### [ENTRIES SHOWN]
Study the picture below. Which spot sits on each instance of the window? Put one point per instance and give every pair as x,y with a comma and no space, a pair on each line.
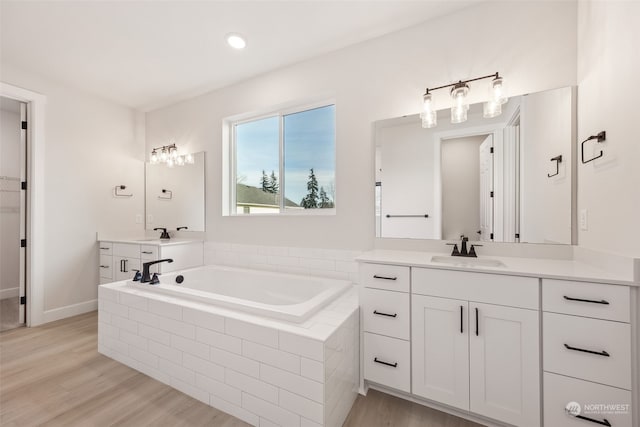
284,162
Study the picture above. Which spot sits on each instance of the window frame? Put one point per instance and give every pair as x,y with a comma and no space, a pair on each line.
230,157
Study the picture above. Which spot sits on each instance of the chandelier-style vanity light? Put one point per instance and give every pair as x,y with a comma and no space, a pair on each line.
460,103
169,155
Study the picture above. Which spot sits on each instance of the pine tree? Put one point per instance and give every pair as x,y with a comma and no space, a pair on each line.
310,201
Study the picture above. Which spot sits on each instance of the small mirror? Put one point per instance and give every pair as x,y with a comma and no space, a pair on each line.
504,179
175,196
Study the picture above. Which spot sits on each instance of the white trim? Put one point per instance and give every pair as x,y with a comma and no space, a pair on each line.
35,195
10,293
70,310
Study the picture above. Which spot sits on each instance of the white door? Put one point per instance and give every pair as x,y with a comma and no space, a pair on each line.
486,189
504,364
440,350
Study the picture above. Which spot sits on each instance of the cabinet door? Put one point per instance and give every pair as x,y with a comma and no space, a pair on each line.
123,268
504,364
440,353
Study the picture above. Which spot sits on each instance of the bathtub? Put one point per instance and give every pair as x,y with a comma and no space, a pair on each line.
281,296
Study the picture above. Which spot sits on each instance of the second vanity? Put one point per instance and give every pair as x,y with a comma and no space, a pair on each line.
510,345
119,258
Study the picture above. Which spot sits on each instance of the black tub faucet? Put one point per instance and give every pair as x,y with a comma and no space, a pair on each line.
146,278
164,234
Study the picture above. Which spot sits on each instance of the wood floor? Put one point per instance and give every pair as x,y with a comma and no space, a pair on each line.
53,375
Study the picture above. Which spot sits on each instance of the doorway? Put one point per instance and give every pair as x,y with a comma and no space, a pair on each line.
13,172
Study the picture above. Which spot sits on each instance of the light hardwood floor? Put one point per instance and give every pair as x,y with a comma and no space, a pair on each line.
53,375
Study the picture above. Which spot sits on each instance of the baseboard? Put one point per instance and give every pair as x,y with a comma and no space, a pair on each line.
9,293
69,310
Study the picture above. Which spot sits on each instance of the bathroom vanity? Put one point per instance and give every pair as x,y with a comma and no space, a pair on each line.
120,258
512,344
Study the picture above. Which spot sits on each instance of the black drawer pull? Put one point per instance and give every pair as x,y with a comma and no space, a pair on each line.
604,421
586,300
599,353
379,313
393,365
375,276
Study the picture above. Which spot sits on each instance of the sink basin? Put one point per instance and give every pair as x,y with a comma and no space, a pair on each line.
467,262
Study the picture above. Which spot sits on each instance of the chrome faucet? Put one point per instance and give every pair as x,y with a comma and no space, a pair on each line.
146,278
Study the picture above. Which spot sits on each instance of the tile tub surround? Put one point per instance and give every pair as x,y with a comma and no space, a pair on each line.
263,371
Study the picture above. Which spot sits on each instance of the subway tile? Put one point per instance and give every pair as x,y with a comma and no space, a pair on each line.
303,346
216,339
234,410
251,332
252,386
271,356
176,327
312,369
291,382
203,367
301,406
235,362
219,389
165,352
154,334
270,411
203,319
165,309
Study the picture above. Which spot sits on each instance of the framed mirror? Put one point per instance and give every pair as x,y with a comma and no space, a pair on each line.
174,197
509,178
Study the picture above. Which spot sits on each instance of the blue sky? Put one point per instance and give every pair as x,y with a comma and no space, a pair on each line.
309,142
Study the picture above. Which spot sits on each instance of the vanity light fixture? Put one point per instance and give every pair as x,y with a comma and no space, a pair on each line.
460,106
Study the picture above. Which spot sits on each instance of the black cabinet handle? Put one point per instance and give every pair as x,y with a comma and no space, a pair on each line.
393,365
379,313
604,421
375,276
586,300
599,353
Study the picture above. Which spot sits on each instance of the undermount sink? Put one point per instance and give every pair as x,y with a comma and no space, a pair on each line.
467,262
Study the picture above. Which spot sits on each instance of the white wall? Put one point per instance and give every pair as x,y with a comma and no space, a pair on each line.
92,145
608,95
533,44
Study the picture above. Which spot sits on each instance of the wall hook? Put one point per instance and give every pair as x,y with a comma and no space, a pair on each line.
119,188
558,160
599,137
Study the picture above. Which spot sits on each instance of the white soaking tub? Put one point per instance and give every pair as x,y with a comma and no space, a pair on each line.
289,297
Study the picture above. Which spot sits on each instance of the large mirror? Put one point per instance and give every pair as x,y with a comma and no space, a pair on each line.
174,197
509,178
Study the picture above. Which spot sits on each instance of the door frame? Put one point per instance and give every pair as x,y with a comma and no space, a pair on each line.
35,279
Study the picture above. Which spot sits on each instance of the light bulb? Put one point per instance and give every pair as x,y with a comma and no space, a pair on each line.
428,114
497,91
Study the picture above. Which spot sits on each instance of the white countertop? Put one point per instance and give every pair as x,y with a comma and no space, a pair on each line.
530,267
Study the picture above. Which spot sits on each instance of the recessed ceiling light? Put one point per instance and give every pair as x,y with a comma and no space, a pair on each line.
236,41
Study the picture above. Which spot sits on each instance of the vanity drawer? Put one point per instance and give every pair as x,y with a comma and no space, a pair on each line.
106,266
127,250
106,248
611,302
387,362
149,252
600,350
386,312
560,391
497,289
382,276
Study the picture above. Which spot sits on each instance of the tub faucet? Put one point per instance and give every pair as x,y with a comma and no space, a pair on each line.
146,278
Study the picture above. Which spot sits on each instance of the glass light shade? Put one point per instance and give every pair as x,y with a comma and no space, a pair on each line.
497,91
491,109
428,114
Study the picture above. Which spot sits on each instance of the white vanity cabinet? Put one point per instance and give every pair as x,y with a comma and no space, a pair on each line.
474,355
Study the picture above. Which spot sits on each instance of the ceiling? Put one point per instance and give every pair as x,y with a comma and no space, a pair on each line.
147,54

### [WORK INSTRUCTIONS]
Return the data exactly. Pictures stay out.

### [SOLUTION BELOW]
Study the picture below. Which spot sits on each instance of the window? Put one point per instance and give every pair as x,y with a comma and no space, a pair on each line.
284,162
Study the picture above. Which spot sits on each instance of the window frame? Put one point per instance and give every pair as x,y with a comma and no space, a pair on each line.
230,157
Study the picture above. Which spot sits on each instance of the chandelier-style vanity light? Put one point per instance and give every pair as x,y with a comma and no space, a pair on each line.
460,103
169,155
Study the picture above. Which spot sits on each instance of the pine tree? Put one point per instance and give every pair as x,y with a comma and no space, a pair on each line.
310,201
Study the picture above. Which spot sits on each instance of the small mirror? Put one point per instance and give every pair as x,y with a comma and no space, a pair on each line.
504,179
175,196
Study the picture above. Which spot sits on each instance of the white trim? Put one point per instance and give every pair as x,y with a comma and no space, a pair on each line.
35,195
10,293
70,310
Study the picture above. Which spot sits on each instance of the white door? Put one point per instance and give every pair as x,y with a comma and no space, a pair on each line.
486,189
504,364
440,350
Study the picture above. Which spot sits on each instance of the cabinet door? Put one point per instance and give every pair as x,y with a comma and no space, a pair on each line.
123,268
504,364
440,353
Study the picture above. Which spot sits on each instance of the bathtub? Put one point per instance and give every pair as x,y with a comma and no space, a pair on each line.
281,296
Study the picture above. Which spot sits on each instance of the second vanity? Put one point per instance and give every pair as x,y with a comma and no space, a pair on each line.
510,345
119,258
Study the picture above. Which spot sits on each instance of the black tub faucet? Put one point per instance and give every pair as x,y with a comma and no space, a pair on each line.
146,278
164,234
Study the picture above. Which spot sits on each instance of the wood floor? Put one point per instance and give every pair as x,y with a comma and no space, a pair on each line.
53,375
Study the picture above. Which spot sits on each instance of the doorway? Put one point per instance and give every pair as x,y with a comma and no space, a pair on each line.
13,172
Study the picture above. Which spot sits on each instance of the light hardwood floor? Put one point per instance and give every pair as x,y with a comma and no space, a pair on each line.
53,375
Study the picture above. Which spot sits on each instance of the baseboard? Put one point per instance and give every pair as x,y with a comma and no space, a pair on each line.
9,293
69,310
Study the picture above. Which spot sits on each instance of the bathroom vanity? Put one point per instance and give every pair as x,y with a comma and no space, a pair on each line.
120,258
512,344
Study the picture above. Which spot sits on each instance of the black drawer pull? Put one point per instance and give every pair as x,y with a comma and no space, a pair on each line.
604,421
586,300
599,353
379,313
393,365
375,276
Study the picture above. Which spot sits on each instance of the sink basin? Put one point per instance and give every pair as x,y with a comma and no space, a pair on each line.
467,262
Study the picture above. Which spot sits on each instance of the chrome faucet? Put one point per instance and give every pair as x,y with a comma and no space, a pair on each line.
146,278
Study the picture above. Which spot sits on each instance of the tile tub surround? Put one point per instance and give every pair as x,y with a comma and no space, a pair on each line.
263,371
Study the picture above. Which spot sits on each instance of the subway tile? Put one point per instance and give every pair as x,y with a comma and no space, a pair on each line.
303,346
216,339
234,410
251,332
252,386
271,356
176,327
312,369
291,382
203,367
301,406
235,362
219,389
165,352
154,334
270,411
203,319
165,309
Study the picture above. Which spot sits on each instance of the framed mirror? Put one point per instance and give every pair as x,y with a comma and no space, a pair on each line.
174,197
509,178
Study the picture above. Which spot sits on each instance of the blue sky? Put one point per instance and give every pair as x,y with a comma and no space, a pair on each line.
309,142
Study the picture above. Which spot sits on each instance of the vanity light fixture? Put one point per instance and give every pair as x,y with a comma and no space, a pair on each line.
460,106
Study the picture above. Which spot sits on each instance of the black cabinet handle? Put one point per instance and give every pair as x,y with a comma and no space, a pair on each line.
393,365
379,313
604,421
375,276
586,300
599,353
Study the picture above. Which spot sits on each instance of the undermount sink? Put one point per instance and give every pair as x,y with a comma and no space, a pair on each line.
467,262
Study the picture above. Which spot sits on each instance of the white wall? Put one point per instance and give every pair as x,y with a comma and no space, a pair on each line.
92,145
608,95
533,44
Study the picture above. Which spot sits on each instance of the wall hook? Put one point per instance and give every pair as x,y with a comma and no space, a pair on each line.
119,188
558,160
599,137
Study the picture above. Which spot sits on each instance of the white soaking tub? Put one point per instance and give every pair as x,y with a comma and no space, a pair on each line.
289,297
Study the picture above. Which spot sits on each instance of the large mirror? Put one point per instance and give every pair as x,y with a comma and no space, a pair on each line.
174,197
509,178
Study the picture above. Which spot sits on each instance of the door frame? Put one point per instance and give every pair as x,y with a comma and no space, a pair on each line.
35,279
Study the picture above. Which spot sits on each instance of the light bulb? Put one point per instance and give every pair as x,y with a comma and no space, a pair on each line.
428,114
497,91
Study the picture above. Which spot sits on each instance of the white countertop? Put one point per instance and give every pair as x,y with a comma and no space, a pair on each line.
530,267
Study the picture above. Which spot sits on each instance of the recessed ceiling light? Put one point per instance and give every pair as x,y with a comma and no space, a pair on each line.
236,41
Study the picture above. Which spot sits on each instance of the vanity drawer? Put one point per instance and give every pair as x,y with a comma and no space, a pair on each line.
106,266
127,250
106,248
611,302
387,362
149,252
600,350
386,312
560,391
497,289
382,276
Study the picture above. Which spot sits on each instance of the tub faucet? Put one point per instance and give every pair as x,y with a comma and no space, a pair on each line.
146,278
Study the picture above. Which spot sits on each instance of the glass light shade? Put one point per instance and give every pair as x,y with a comma and no space, a pair on each line.
497,91
491,109
428,114
Study the picture above. Which spot sits on each instance of the white vanity cabinet? Put one point per instance and give every pair as x,y with a comma and no space, a pair on each line.
474,355
Study the picture above. Which spot sits on each instance of the ceiling? Put one point per instance and give every pair as x,y with a comma and no space, a pair on each line.
147,54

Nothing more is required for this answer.